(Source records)
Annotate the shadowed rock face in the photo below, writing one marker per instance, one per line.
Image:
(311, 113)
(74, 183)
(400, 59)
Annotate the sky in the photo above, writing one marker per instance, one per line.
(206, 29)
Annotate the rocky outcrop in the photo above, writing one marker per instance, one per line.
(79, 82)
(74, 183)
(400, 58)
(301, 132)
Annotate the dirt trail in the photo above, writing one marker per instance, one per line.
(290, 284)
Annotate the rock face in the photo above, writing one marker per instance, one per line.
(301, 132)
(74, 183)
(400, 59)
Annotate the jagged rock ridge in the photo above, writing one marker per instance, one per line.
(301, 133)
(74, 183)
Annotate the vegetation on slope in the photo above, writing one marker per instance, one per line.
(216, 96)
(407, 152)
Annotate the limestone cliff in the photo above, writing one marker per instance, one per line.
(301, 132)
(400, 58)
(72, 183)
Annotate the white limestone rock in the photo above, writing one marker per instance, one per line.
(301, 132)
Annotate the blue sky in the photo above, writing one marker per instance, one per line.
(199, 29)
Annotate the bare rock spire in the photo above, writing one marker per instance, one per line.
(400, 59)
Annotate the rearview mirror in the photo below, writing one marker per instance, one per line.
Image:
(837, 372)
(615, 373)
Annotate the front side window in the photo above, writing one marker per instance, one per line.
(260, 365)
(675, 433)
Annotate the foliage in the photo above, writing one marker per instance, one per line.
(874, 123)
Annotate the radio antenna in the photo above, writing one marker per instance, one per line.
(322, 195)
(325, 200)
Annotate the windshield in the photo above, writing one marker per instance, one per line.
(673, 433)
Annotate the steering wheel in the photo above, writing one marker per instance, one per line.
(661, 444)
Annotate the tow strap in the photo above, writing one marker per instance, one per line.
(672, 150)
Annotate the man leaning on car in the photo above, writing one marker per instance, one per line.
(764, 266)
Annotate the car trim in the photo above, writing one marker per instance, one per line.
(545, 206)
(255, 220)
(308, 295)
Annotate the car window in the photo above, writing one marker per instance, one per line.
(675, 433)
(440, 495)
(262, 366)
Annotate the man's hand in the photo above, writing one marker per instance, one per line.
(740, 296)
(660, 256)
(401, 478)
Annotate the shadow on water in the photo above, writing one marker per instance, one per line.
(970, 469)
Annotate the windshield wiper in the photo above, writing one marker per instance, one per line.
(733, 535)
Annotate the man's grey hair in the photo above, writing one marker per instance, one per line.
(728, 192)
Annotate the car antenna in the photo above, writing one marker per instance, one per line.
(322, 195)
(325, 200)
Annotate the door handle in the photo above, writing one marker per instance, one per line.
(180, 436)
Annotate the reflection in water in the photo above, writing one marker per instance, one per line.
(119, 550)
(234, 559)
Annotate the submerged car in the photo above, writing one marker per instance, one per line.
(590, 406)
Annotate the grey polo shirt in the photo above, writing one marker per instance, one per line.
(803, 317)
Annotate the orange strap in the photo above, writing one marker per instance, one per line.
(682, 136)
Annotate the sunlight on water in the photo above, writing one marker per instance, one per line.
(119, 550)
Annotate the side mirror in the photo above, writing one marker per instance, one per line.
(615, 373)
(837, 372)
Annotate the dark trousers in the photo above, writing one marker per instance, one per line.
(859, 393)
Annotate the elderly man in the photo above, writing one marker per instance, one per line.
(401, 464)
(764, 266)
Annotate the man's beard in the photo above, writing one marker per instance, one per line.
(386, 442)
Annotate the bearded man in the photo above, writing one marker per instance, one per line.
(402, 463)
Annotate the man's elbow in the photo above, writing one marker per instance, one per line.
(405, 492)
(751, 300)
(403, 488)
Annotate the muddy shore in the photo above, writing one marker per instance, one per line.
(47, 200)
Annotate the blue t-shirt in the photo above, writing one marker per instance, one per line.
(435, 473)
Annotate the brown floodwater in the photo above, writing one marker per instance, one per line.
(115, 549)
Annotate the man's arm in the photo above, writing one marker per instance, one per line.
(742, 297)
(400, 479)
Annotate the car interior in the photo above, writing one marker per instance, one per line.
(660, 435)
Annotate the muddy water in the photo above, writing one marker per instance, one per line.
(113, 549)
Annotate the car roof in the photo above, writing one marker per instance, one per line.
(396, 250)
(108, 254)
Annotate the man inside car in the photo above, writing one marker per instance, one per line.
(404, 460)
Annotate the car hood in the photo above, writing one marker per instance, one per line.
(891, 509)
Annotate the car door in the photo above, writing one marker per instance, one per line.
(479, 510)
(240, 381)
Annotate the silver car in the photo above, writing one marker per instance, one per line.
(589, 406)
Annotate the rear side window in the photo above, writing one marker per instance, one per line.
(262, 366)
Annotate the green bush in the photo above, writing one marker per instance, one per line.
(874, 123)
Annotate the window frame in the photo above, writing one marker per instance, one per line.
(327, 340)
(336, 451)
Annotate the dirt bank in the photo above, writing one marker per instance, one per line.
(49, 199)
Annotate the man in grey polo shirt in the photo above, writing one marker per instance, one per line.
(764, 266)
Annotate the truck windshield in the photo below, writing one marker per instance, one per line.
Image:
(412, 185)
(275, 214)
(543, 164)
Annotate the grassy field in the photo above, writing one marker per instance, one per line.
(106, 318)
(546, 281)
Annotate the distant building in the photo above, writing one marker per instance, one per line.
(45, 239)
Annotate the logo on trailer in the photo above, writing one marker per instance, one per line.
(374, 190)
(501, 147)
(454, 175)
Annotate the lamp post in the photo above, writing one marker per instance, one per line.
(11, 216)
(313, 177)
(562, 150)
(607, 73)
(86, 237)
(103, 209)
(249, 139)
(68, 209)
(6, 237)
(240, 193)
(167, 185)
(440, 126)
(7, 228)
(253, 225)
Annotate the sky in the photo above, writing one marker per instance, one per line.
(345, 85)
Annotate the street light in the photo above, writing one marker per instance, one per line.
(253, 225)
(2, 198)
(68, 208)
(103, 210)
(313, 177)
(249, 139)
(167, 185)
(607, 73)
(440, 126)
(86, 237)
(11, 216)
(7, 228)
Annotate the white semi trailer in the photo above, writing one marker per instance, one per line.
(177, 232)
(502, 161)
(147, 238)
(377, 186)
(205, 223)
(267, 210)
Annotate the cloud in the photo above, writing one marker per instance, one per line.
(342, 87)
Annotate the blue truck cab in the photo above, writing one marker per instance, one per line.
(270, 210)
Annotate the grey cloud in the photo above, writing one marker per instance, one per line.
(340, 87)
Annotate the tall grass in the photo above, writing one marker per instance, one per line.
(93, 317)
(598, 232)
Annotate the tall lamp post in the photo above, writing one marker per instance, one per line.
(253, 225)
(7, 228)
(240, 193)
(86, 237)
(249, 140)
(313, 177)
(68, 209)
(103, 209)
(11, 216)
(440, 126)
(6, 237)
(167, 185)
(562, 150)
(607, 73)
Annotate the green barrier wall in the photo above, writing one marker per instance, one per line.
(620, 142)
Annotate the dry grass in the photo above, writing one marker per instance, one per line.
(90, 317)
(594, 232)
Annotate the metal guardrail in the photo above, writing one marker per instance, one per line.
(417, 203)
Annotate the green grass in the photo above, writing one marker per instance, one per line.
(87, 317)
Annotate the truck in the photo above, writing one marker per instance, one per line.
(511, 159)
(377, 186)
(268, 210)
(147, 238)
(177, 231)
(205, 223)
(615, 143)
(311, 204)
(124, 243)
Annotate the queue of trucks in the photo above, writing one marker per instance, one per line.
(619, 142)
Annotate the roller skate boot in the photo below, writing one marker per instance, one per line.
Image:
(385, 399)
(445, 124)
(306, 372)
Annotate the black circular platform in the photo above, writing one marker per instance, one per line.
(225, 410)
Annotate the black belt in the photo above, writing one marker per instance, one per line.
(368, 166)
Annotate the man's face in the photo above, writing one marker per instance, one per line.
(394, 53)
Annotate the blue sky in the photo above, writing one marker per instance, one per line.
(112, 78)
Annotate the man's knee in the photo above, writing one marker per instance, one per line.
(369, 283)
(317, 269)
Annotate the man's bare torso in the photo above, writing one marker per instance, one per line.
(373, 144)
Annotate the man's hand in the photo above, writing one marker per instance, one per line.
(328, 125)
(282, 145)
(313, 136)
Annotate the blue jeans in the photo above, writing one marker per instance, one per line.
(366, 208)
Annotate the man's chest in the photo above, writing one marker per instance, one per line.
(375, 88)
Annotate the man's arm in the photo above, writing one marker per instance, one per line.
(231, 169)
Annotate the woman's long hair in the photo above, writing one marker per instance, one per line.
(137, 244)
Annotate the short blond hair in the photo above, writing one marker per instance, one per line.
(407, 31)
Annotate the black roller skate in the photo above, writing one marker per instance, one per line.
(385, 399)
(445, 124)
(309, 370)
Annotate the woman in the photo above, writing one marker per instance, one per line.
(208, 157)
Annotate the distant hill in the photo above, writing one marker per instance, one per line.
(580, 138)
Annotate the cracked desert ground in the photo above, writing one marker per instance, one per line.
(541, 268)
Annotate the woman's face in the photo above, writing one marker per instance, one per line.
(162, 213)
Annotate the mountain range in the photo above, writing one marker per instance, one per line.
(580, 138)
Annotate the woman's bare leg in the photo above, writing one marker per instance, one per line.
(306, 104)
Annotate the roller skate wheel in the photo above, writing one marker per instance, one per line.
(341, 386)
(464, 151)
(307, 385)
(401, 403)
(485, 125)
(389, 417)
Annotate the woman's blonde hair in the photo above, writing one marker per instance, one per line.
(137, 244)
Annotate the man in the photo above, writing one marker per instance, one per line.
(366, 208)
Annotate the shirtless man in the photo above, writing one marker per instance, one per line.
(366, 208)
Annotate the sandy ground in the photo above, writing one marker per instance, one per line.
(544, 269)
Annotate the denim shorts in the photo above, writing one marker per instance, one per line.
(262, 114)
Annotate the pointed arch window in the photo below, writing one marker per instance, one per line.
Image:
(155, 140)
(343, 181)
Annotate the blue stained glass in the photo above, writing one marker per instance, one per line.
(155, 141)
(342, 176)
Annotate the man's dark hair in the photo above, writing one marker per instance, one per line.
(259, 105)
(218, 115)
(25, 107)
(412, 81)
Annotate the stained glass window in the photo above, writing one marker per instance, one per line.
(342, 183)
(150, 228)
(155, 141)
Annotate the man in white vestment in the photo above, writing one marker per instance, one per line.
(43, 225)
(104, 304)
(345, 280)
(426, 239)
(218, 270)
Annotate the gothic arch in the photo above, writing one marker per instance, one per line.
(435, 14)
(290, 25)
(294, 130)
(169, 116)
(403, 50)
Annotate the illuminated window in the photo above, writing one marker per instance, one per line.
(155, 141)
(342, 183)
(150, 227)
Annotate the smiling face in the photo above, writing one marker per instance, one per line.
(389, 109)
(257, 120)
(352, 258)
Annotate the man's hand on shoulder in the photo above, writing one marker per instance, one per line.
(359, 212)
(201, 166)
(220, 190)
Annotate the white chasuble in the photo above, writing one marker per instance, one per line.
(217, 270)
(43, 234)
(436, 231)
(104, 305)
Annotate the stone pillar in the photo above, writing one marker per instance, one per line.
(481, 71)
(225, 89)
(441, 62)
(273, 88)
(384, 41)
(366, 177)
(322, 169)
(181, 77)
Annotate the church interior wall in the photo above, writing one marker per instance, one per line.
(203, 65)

TASK OBJECTIVE
Repeat only the stretch of lines that opens with the line containing "Annotate the gothic" and closes with the final line of the entries, both included, exactly as written.

OUTPUT OF THE EXERCISE
Annotate the gothic arch in the photo above, writing one marker per instance, one per line.
(435, 14)
(290, 25)
(294, 130)
(169, 116)
(403, 50)
Annotate the illuminated window in the photo above, writing one marker per instance, one per line.
(155, 141)
(342, 183)
(150, 227)
Annotate the smiling face in the photo above, writing one marker per instance, one per line.
(389, 109)
(257, 120)
(352, 258)
Annotate the man's hand on shoulder in the photo above, writing one marker per instance, one per line.
(359, 212)
(201, 166)
(220, 190)
Annotate the white chasuble in the photo above, writing one marker per instance, one per line.
(217, 270)
(43, 234)
(436, 231)
(104, 305)
Annotate the stone pillar in the photo above, writing one marker per instance, one per line.
(481, 71)
(225, 89)
(441, 62)
(273, 88)
(384, 41)
(366, 177)
(322, 169)
(181, 77)
Annotate the church interior wall in the photo above, writing one marker per instance, one per line.
(203, 65)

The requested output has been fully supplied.